Probably an even better means to visualize the design are the schematic diagrams. They present sub-instances, ports, connections, and combinational and sequential logic blocks. You can dive into sub-instances, expand instances in place, or increase the depth to see nested instances recursively. The search bar helps to quickly find your way around such large diagrams.

Conversely, you can turn to a flow diagram, where multiple connections from one instance to another are collapsed in a single directional bus, leaving room for a more abstract bird's eye view of the design. Filters allow you to focus on particular elements of interest. For example, clock or reset signals.

For signals, ports, instances, and logic blocks, you can choose to Show Connections. This action removes everything from the diagram except the selected elements and all other elements directly connected to them. You can even see the connections between multiple elements in the same diagram.

Stored items from a collection
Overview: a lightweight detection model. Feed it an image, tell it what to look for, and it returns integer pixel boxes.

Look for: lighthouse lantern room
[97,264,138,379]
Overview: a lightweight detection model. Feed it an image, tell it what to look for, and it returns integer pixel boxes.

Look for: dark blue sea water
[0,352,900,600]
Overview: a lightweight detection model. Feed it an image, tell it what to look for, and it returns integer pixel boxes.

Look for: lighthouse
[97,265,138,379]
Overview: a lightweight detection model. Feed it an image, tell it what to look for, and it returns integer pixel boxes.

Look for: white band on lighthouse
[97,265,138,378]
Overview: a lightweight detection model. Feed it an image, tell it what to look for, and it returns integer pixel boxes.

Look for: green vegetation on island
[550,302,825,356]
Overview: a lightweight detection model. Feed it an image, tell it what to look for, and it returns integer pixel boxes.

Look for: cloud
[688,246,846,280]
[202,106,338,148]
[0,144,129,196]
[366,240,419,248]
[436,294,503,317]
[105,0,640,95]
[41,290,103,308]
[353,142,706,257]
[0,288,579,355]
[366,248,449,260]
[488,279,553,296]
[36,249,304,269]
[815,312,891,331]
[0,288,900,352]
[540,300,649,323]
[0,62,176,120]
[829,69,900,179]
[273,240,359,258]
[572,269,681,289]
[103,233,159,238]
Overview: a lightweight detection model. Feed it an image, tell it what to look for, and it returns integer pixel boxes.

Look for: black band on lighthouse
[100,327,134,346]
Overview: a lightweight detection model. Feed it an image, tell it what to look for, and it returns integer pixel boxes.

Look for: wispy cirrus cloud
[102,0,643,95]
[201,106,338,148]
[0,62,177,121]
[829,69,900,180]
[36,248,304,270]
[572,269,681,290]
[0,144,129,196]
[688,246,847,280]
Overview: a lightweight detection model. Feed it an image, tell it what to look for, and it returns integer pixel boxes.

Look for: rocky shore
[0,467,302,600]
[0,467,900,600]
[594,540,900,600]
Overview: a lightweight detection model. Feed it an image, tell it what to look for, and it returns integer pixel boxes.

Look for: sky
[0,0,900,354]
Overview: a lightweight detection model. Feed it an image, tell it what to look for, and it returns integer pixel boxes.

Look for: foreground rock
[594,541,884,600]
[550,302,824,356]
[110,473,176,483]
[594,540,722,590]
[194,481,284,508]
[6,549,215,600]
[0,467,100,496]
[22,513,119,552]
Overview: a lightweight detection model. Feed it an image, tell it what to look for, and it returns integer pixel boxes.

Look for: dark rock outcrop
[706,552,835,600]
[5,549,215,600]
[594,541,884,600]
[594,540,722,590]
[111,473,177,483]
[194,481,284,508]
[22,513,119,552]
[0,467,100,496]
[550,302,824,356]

*TASK INSTRUCTIONS*:
**1)** Repeat the passage on design diagrams word for word, starting at "Conversely, you can" and ending at "or reset signals.".
**2)** Please proceed with the passage on design diagrams, picking up right after its last sentence.

*SOLVED TASKS*:
**1)**
Conversely, you can turn to a flow diagram, where multiple connections from one instance to another are collapsed in a single directional bus, leaving room for a more abstract bird's eye view of the design. Filters allow you to focus on particular elements of interest. For example, clock or reset signals.

**2)**
Diagrams are also a great means to trace signals, for example this port. Right-click and pick Show Connections. From this point on, you can rely on Show Sources and Show Destinations to further trace the signal. When all is done, go back to the filters and select Hide Unconnected Ports for a more compact representation. For fine-tuning, you can even manually remove unwanted elements from the diagram.

When you're satisfied with the looks of it, simply save it to a file to share it with your colleagues, or use it for documentation purposes.

Finite State Machines Diagrams

DVT can also help you visualize and understand Finite-State Machines, or FSMs. Trigger the Show Diagram command while standing on a state machine variable. Selecting a state or transition highlights previous and the next states in different colors. You can right-click on a transition and use Go to Source to jump to the assignment that causes it.

For further inspection, you can use the state transition table. For each transition, it shows the current state, next state, and condition. The transitions are conveniently numbered, both in the table and in the diagram. The table and diagram selections are cross-linked.

WaveDrom Timing Diagrams

Speaking of diagrams, DVT can also render waveforms using the popular WaveDrom format. The nicest part is that waveform descriptions can even be embedded into comments between dedicated pragmas. Hover over the comment to see the waveform in a tooltip. Even handier, the same happens when you hover over the module name in a different file, perhaps where it's instantiated.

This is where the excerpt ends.